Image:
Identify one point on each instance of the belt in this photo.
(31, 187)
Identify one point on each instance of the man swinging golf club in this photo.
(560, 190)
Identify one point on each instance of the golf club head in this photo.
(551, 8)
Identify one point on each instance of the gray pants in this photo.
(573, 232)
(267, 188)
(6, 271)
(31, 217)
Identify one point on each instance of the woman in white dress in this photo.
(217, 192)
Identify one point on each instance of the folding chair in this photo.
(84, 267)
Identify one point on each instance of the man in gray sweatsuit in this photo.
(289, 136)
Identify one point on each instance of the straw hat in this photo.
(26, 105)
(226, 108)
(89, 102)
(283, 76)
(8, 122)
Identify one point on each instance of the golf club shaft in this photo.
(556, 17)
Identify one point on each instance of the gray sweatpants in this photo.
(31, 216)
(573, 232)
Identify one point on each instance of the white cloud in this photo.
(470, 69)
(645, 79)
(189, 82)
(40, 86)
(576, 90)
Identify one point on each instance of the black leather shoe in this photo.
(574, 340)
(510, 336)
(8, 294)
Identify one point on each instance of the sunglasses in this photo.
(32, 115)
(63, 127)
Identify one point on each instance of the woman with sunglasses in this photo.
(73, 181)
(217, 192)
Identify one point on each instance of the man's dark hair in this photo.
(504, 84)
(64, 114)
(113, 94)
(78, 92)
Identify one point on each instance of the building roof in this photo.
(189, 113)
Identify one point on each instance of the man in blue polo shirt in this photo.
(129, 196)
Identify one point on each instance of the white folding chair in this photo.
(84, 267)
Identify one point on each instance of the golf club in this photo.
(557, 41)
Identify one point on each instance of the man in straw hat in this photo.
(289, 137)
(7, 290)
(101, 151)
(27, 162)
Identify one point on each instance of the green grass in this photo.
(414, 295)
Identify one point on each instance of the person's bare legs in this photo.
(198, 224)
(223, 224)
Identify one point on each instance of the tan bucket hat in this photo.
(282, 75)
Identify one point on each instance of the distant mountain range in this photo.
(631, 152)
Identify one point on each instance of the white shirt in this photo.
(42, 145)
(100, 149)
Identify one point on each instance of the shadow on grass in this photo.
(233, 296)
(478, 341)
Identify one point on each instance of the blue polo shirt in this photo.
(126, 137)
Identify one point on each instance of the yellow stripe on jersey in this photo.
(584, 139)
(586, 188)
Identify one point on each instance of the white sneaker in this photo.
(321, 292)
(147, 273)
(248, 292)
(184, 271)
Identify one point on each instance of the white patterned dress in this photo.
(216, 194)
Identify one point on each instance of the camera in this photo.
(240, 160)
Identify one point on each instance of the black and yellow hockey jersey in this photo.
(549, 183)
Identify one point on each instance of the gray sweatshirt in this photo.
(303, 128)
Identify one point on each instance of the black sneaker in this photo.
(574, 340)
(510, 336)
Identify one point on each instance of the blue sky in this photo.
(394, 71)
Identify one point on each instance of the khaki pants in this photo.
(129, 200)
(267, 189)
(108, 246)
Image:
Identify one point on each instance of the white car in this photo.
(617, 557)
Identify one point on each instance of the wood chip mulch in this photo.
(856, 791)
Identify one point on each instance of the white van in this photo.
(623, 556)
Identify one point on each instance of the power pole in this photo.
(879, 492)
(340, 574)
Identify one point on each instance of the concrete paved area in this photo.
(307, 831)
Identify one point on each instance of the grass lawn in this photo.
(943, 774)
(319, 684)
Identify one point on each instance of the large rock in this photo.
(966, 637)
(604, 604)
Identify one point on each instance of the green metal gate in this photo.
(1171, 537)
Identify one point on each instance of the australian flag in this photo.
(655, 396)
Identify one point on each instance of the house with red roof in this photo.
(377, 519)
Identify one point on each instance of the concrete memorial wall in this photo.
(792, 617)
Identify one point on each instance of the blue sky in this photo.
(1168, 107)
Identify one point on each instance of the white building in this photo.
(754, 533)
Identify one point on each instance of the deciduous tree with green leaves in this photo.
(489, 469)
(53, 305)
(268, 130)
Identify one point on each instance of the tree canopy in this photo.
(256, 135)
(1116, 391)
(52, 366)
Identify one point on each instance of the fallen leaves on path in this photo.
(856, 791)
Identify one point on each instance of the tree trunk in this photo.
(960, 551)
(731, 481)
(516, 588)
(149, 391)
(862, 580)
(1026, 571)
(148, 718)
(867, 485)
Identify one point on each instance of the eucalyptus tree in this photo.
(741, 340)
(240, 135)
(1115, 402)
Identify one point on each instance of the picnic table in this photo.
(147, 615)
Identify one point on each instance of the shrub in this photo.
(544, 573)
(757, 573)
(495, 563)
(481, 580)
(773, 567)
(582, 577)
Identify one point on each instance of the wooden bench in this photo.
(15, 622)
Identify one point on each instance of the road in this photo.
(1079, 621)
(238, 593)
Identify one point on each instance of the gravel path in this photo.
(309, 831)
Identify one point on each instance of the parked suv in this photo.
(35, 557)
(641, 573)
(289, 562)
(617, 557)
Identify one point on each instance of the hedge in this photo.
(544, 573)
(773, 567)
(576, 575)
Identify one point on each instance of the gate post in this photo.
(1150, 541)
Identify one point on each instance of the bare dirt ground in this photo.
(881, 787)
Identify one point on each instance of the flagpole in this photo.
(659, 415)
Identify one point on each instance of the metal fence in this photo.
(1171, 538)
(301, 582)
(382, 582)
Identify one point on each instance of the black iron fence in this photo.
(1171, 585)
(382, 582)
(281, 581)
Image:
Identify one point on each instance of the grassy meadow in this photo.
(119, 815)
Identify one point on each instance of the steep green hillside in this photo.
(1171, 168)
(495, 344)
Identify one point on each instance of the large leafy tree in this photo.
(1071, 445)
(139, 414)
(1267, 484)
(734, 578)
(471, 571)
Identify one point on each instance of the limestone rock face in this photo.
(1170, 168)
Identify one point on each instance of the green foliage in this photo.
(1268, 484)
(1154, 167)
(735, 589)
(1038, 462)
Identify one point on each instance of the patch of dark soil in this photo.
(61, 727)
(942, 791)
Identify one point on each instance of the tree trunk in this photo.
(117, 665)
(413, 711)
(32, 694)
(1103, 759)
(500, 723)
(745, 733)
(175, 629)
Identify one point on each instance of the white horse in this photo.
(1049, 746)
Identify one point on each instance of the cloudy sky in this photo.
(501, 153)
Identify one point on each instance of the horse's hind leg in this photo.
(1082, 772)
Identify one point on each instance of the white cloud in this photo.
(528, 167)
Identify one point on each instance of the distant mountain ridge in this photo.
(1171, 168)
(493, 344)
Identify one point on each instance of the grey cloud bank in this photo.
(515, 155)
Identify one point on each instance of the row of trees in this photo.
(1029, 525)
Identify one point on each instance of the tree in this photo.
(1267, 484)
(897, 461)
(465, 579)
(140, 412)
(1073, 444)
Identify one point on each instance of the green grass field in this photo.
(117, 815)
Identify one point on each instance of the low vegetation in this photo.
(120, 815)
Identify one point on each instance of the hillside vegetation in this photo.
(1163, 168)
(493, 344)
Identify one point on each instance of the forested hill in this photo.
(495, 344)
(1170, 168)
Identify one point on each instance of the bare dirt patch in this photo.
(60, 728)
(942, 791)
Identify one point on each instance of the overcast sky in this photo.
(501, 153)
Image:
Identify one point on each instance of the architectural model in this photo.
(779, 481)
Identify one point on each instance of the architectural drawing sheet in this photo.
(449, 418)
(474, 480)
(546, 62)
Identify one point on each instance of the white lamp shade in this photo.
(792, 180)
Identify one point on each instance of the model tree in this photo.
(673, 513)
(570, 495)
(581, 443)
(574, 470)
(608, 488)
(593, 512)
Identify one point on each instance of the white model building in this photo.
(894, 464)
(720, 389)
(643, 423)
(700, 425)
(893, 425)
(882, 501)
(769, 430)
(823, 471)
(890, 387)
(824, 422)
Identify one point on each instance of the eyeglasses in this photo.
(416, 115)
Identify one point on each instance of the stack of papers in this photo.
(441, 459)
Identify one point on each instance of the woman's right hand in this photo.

## STATED EXERCISE
Reproduce precisely the span of lines that begins at the line containing "Identify one point on each instance of the white horse" and ends with the last line of the listing.

## REPLY TO THE EXERCISE
Identify one point on each instance of the white horse in this photo.
(1049, 746)
Identify one point on each instance of the cloudy sky in this photo.
(501, 153)
Identify one point on each instance of the horse's hind leg in this photo.
(1082, 772)
Identify one point on each instance of the white cloud in this photo.
(528, 167)
Identify one point on each instance of the distant mountain ridge in this photo.
(1171, 168)
(493, 344)
Identify one point on each instance of the grey cloud bank in this photo.
(515, 155)
Identify one point on each instance of the row of trees in this photo.
(1029, 525)
Identify one point on each instance of the tree in this photo.
(1267, 484)
(897, 461)
(465, 579)
(140, 412)
(1073, 444)
Identify one point on each instance of the green grass field in this photo.
(117, 815)
Identify one point on each instance of the low vegetation in this photo.
(120, 815)
Identify one point on each instance of the hillside vegetation in this photo.
(1163, 168)
(493, 344)
Identify one point on each instance of the forested hill in this photo.
(495, 344)
(1170, 168)
Identify one point on each instance of the bare dirt patch in this photo.
(60, 728)
(942, 791)
Identify one point on each instance of the overcast sky in this photo.
(501, 153)
Image:
Identify one point on each instance of the architectural model in this photo.
(779, 481)
Identify one point on each instance of the architectural drawing sheet in this photo.
(449, 418)
(474, 480)
(546, 62)
Identify one point on each instance of the white lamp shade in this photo.
(792, 180)
Identify one point on each instance of the model tree in this photo.
(673, 513)
(570, 495)
(581, 443)
(574, 470)
(608, 488)
(593, 512)
Identify one point on each instance of the white model building in this photo.
(894, 464)
(720, 389)
(643, 423)
(700, 425)
(893, 425)
(882, 501)
(769, 430)
(823, 471)
(890, 387)
(824, 422)
Identify one point on each instance of the eyeglasses in this photo.
(416, 115)
Identify one point on each instance of the stack of papers in this photo.
(441, 459)
Identify one point on each instance of the woman's right hand in this photo.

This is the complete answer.